Quoted text —
-- begin --

Apple also has entered talks to buy startup Lit Motors, which has developed an electric self-balancing motorcycle, according to a New York Times story following up on the FT report. The Times piece cites three anonymous sources.
Lit Motors’ C-1 is actually a two-wheeled, electric-powered vehicle that looks like a miniature car, with a windshield, roof and doors, and steering wheel. Otherwise, it has features similar to a motorbike or scooter. It uses two gyroscopes to keep it upright, and it uses a steer-by-wire system with sensors.
Several former engineers from Lit Motors currently work for Apple, according to the Times report.
The rumors come at a critical time for Apple. Its autonomous vehicle project earlier this month suffered a partial closure with layoffs of dozens of employees, according to the NYT.
The company this summer lost a key executive, Bart Nabbe, to startup Faraday Future.

-- end --

Dataset extract —
-- begin --

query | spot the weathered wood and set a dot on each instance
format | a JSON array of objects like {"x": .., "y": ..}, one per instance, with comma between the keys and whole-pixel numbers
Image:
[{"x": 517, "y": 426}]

-- end --

Tasks to complete —
a – In the passage about Apple and Lit Motors, list the features that make the C-1 look like a miniature car.
b – According to the passage about Apple and Lit Motors, how many gyroscopes does the C-1 use to stay upright?
c – Write a continuation of the passage about Apple and Lit Motors, starting after its final sentence.

Answers to the problems —
a –
windshield
roof
doors
steering wheel

b – Two.

c –
A feeding frenzy is developing, with major tech companies maneuvering to snap up resources that will help them win the race to dominate the autonomous vehicle business, suggested Steven Polzin, director of mobility policy research at the Center for Urban Transportation Research at the University of South Florida.
“It’s interesting how the players are being pretty aggressive to stakeout collaborations and partnerships, and nobody wanting to be left out,” he told the E-Commerce Times, but it’s “not clear how well thought through some of their relationships are.”